# where to buy epoxy????????



## naturalee (Oct 15, 2009)

Can anyone tell me where I can purchase epoxy resin from? I tried homebase but no joy. Also, does anybody know of brands of epoxy that I can look out for (to make it easier to find!!!). Cheers guys.


----------



## stray66uk (Mar 14, 2010)

motor spares shops or failing that a motor trade paint suppliers


----------



## naz_pixie (Oct 6, 2008)

i actualy buy all mine off ebay.. cant remeber which brand i use in the workshop, can check the name for you though.. but deffinatly dont pick the cheapest.. some can be rubbish!


----------



## Pendragon (Dec 8, 2008)

Hi mate,

This is the one I use;










The resin is a 1kg tin, the hardner is 200g, it's about £30. I got mine from a boat yard, but I have seen it on ebay : victory:

Jay


----------



## stray66uk (Mar 14, 2010)

i use epoxy at work , don,t add too much hardener or it gets very hot and smokes. Ive even had it on fire when i was young and stupid cos i got the resin and hardener the wrong way round believe it or not


----------



## naturalee (Oct 15, 2009)

Cheers guys. That's really helpful. I was going mental trying to find some! 
Is it actually much better than waterproof PVA? As I already have this but wanna do a proper job of it really.


----------



## naturalee (Oct 15, 2009)

Pendragon said:


> Hi mate,
> 
> This is the one I use;
> 
> ...


Loving your vivs btw mate, I was looking at your crestie viv last night. It's exactly what I'm after doing when mine are moved to their permanent one. Awesome!!!


----------



## Pendragon (Dec 8, 2008)

naturalee said:


> Loving your vivs btw mate, I was looking at your crestie viv last night. It's exactly what I'm after doing when mine are moved to their permanent one. Awesome!!!


Cheers mate, hope you find them usefull : victory:

The epoxy will be much stronger than pva : victory:

Jay


----------
⁂
--- Task list ---
1. From the epoxy thread, extract the passage starting with "## naz_pixie (Oct" and going on through "can be rubbish!".
2. In the epoxy thread, where did Pendragon get the epoxy resin that Pendragon uses?
The records have nothing to do with the forum thread about buying epoxy.
⁂
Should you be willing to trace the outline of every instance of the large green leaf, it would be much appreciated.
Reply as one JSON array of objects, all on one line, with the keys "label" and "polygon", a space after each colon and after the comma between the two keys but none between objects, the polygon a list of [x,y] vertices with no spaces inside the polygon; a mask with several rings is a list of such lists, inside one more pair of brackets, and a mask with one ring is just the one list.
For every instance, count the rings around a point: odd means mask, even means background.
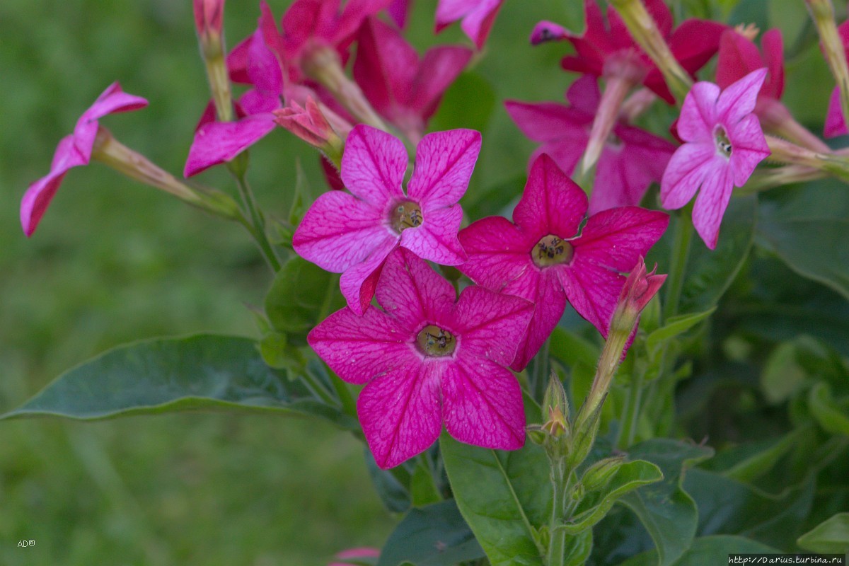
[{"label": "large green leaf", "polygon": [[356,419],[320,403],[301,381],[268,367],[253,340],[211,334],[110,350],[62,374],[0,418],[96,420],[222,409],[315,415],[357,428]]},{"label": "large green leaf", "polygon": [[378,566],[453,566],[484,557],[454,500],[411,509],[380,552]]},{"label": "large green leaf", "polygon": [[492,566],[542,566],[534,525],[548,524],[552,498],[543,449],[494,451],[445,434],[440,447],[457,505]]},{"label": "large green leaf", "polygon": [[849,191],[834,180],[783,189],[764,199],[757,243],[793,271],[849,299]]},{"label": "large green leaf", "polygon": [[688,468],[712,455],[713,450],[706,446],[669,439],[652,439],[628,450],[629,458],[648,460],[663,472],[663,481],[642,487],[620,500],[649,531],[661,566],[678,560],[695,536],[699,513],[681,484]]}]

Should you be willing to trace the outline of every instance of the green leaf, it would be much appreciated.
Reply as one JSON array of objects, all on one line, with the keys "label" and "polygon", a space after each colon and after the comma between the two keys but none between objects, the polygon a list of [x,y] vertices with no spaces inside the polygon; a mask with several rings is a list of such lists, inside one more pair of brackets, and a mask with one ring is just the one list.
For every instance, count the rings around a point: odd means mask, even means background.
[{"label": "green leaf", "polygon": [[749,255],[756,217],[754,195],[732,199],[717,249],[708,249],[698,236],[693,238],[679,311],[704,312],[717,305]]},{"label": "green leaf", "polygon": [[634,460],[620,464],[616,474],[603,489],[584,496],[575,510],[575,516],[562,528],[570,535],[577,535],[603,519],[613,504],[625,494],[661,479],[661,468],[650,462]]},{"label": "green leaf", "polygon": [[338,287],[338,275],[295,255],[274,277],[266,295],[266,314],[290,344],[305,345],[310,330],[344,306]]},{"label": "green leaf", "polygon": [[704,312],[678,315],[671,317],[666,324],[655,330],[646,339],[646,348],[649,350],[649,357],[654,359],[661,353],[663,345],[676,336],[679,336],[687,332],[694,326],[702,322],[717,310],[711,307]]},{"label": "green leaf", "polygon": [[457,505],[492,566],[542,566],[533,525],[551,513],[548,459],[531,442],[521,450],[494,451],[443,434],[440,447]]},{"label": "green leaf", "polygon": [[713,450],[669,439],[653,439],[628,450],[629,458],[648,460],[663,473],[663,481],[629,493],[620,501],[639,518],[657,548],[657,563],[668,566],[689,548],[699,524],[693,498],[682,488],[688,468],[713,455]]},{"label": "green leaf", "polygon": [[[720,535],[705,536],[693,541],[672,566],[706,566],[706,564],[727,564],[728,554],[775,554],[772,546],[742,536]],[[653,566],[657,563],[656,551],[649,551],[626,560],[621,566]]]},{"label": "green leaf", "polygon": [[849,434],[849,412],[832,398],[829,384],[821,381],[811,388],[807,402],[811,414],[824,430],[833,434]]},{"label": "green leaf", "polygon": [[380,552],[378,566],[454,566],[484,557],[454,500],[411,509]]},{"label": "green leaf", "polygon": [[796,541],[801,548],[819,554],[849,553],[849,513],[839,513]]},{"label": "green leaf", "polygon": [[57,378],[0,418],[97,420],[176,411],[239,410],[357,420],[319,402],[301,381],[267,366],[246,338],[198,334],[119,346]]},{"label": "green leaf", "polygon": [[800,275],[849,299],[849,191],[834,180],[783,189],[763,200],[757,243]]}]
⁂
--- Expected answers ---
1.
## naz_pixie (Oct 6, 2008)

i actualy buy all mine off ebay.. cant remeber which brand i use in the workshop, can check the name for you though.. but deffinatly dont pick the cheapest.. some can be rubbish!

2. From a boat yard.